Why are bats responsible for so many recent zoonoses (posh Greek for infections acquired from other animal species)? First, bats are mammals, meaning they are sufficiently closely related to us for some of their viruses to thrive in our bodies. Second, bats have never been domesticated. On the whole, we have already caught the diseases of cows and pigs and dogs. Measles, smallpox, anthrax and tuberculosis were all gifts from our farmed animals. Third, unlike most other mammals, bats live in huge flocks — just as we do.
Fortunately, the modern world not only makes us a tempting target for new diseases, it also gives us new tools to combat them. It took years to sequence the genome of HIV, weeks to sequence the genome of Sars and days for Covid-19. Our ability to diagnose the disease is therefore rapidly catching up, and the chances are that a vaccine will soon be available, while quarantine and strict self-isolation may yet keep the virus from going global. Lastly, the author of this piece has 2 advices: 1) stop bringing wild animals into markets alive (if at all): viruses do not survive long in dead bodies, even if not refrigerated. 2) Let’s keep our distance from bats. Definitely don’t eat them.
3) David Sinclair: "Lifespan: Why We Age and Why We Don't Have To" [Source: YouTube; Talks at Google]
Everybody wants to stay young forever. If not everybody, at least most of us want to stay healthy and young. Do things that only young people can do. Go trekking, go running, look younger than our age, etc. There are many who can pay an arm and a leg to become young again. But, can we actually become or stay young for an elongated period of time?
We always thought that aging is a normal process of life and we all have to go through it. But, not as per David Sinclair, professor of genetics at Harvard Medical School. And in this talk, he discusses his new book, “Lifespan”, which distills his cutting-edge research findings on the biological processes underpinning aging. He asks and answers whether we can slow this process and reset it. He says that it’s surely possible with a few lifestyle hacks.
Mr. Sinclair talks about his recent experiment with the aging of mice. He was able to scratch the DNA of these mice and age them faster. So he says, if we can age them faster, we can also reverse this process. Also, he says that one of the ways to improve our longevity is to eat less. Mr. Sinclair himself skips meals. Exercising 10 minutes a day and skipping a few meals a week can make us live longer.

::::::

### Requirement A
The excerpt advises against bringing wild animals into markets alive. Why does it say this helps, in one to three sentences?
### Requirement B
Repeat the part of the excerpt that begins at the words "Why are bats" and stops after "just as we do.".
The lines after the excerpt have nothing to do with this work.

::::::

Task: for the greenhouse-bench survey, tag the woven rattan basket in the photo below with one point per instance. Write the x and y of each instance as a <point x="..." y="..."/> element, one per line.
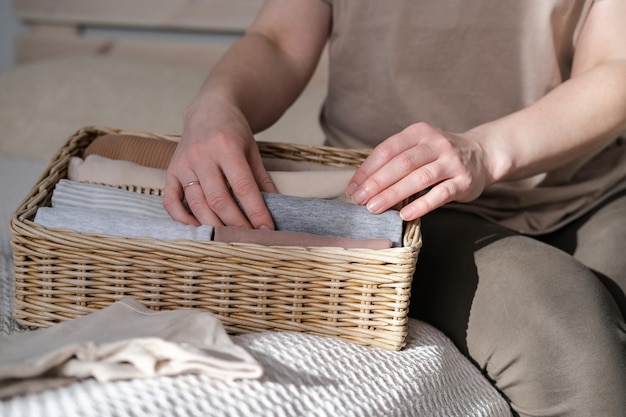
<point x="359" y="294"/>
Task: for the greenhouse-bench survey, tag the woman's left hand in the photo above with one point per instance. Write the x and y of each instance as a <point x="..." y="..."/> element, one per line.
<point x="439" y="167"/>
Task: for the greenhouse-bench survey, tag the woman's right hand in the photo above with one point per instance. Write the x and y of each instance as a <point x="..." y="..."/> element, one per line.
<point x="216" y="160"/>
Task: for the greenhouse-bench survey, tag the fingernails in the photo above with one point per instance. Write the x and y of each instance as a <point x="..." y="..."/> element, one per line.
<point x="374" y="206"/>
<point x="351" y="188"/>
<point x="407" y="213"/>
<point x="359" y="197"/>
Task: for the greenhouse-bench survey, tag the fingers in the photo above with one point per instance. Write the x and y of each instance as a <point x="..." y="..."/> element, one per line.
<point x="173" y="202"/>
<point x="220" y="195"/>
<point x="420" y="161"/>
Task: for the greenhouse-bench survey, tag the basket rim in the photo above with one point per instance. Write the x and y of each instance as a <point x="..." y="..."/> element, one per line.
<point x="44" y="185"/>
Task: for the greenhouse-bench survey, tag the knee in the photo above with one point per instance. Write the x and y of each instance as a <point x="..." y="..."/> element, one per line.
<point x="539" y="315"/>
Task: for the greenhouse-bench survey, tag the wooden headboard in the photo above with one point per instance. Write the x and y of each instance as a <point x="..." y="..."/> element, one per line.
<point x="181" y="32"/>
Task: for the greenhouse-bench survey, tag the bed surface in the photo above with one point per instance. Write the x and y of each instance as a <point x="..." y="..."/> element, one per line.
<point x="64" y="81"/>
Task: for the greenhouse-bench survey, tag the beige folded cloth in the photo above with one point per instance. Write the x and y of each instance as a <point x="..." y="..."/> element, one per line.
<point x="146" y="151"/>
<point x="327" y="184"/>
<point x="98" y="169"/>
<point x="124" y="340"/>
<point x="232" y="234"/>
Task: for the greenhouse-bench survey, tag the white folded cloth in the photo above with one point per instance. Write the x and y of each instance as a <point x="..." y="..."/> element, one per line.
<point x="99" y="221"/>
<point x="310" y="182"/>
<point x="124" y="340"/>
<point x="74" y="194"/>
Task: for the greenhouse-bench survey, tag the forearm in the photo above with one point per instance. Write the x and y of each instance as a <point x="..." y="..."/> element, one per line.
<point x="255" y="77"/>
<point x="573" y="120"/>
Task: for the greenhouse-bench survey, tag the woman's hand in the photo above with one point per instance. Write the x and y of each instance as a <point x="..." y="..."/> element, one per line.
<point x="217" y="154"/>
<point x="421" y="160"/>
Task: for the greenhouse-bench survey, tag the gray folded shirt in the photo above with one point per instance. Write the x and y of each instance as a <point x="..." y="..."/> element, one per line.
<point x="296" y="214"/>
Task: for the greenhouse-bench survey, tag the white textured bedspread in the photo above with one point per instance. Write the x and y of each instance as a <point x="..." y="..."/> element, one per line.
<point x="305" y="375"/>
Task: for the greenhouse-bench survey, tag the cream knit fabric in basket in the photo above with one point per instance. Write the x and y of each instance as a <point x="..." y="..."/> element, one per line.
<point x="304" y="375"/>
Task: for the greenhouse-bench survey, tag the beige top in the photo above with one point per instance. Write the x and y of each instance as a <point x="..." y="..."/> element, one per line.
<point x="457" y="64"/>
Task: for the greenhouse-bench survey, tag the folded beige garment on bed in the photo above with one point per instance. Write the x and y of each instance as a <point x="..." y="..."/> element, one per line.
<point x="124" y="340"/>
<point x="328" y="184"/>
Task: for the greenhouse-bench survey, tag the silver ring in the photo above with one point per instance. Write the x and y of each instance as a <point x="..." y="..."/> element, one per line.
<point x="189" y="184"/>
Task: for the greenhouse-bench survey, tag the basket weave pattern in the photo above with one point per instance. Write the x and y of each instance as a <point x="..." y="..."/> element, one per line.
<point x="359" y="294"/>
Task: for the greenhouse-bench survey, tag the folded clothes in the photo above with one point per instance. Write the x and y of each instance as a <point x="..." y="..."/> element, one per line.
<point x="232" y="234"/>
<point x="157" y="153"/>
<point x="124" y="340"/>
<point x="146" y="151"/>
<point x="115" y="223"/>
<point x="333" y="218"/>
<point x="307" y="215"/>
<point x="308" y="184"/>
<point x="98" y="169"/>
<point x="74" y="194"/>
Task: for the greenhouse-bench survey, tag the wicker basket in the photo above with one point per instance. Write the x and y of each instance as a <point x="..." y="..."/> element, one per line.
<point x="359" y="294"/>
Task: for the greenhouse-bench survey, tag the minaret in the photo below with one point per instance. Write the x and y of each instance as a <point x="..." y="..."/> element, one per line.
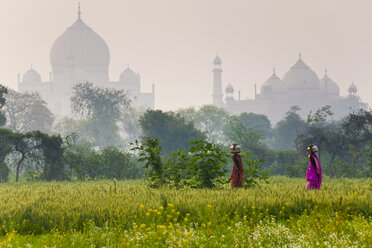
<point x="217" y="82"/>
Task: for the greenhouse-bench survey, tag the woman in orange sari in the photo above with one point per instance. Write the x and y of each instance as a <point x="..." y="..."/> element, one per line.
<point x="237" y="171"/>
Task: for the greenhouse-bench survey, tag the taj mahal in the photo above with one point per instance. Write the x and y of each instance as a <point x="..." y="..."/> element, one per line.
<point x="80" y="55"/>
<point x="300" y="86"/>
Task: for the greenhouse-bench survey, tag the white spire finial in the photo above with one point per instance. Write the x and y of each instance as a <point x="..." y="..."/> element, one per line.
<point x="79" y="12"/>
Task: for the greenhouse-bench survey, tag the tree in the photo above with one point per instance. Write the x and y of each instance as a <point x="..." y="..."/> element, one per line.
<point x="172" y="130"/>
<point x="212" y="121"/>
<point x="82" y="127"/>
<point x="3" y="91"/>
<point x="287" y="129"/>
<point x="86" y="162"/>
<point x="248" y="137"/>
<point x="150" y="154"/>
<point x="130" y="123"/>
<point x="103" y="107"/>
<point x="207" y="162"/>
<point x="27" y="112"/>
<point x="256" y="121"/>
<point x="6" y="140"/>
<point x="344" y="143"/>
<point x="187" y="113"/>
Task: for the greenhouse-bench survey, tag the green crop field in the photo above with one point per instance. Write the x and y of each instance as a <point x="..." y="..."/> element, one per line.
<point x="130" y="214"/>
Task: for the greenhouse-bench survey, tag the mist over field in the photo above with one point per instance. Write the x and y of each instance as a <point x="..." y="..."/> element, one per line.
<point x="185" y="123"/>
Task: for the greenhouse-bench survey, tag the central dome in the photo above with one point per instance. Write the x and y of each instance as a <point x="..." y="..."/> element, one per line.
<point x="273" y="84"/>
<point x="301" y="76"/>
<point x="80" y="46"/>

::::::

### Your response A
Viruses do not survive long in dead bodies, even if they are not refrigerated.

### Your response B
Why are bats responsible for so many recent zoonoses (posh Greek for infections acquired from other animal species)? First, bats are mammals, meaning they are sufficiently closely related to us for some of their viruses to thrive in our bodies. Second, bats have never been domesticated. On the whole, we have already caught the diseases of cows and pigs and dogs. Measles, smallpox, anthrax and tuberculosis were all gifts from our farmed animals. Third, unlike most other mammals, bats live in huge flocks — just as we do.